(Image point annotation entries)
START

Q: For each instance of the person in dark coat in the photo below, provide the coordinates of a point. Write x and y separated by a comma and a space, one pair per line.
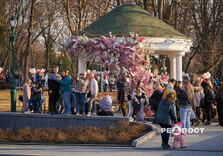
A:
155, 100
54, 90
208, 98
124, 92
166, 116
185, 107
219, 99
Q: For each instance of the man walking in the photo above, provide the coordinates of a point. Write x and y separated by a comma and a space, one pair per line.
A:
54, 90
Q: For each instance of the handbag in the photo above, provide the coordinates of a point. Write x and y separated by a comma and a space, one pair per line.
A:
193, 116
20, 98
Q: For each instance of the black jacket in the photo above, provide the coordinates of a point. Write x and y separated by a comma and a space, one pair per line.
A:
124, 92
208, 95
52, 82
155, 99
183, 99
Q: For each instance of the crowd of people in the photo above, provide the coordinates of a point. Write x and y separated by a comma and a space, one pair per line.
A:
177, 102
184, 102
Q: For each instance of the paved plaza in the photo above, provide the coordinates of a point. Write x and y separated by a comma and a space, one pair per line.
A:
208, 143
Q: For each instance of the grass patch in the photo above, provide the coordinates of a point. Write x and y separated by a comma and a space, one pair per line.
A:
124, 133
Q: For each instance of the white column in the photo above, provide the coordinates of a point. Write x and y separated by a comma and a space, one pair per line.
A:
172, 67
82, 65
179, 66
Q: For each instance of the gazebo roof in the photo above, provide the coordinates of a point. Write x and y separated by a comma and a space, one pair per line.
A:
130, 18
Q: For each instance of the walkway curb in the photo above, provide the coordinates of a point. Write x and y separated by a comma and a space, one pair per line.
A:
145, 137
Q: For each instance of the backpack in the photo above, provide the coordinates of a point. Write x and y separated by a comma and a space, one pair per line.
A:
202, 103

END

Change "walkway curb" to "sidewalk edge" in the rows starting with the line that contains "Q: For each instance of the walkway" and going on through the end of the rows. Give those lines back with nothing else altered.

Response to the task
Q: For each instance of the sidewalk edge in the photo above, provide the coordinates of a point. Write x and y separated by a comma and a space, one pair per line.
A:
145, 137
Q: For each instance of the backpack in the photo above, provide the coordinates of a point. Write x and y separated by a comma and a space, one pair per line.
A:
202, 103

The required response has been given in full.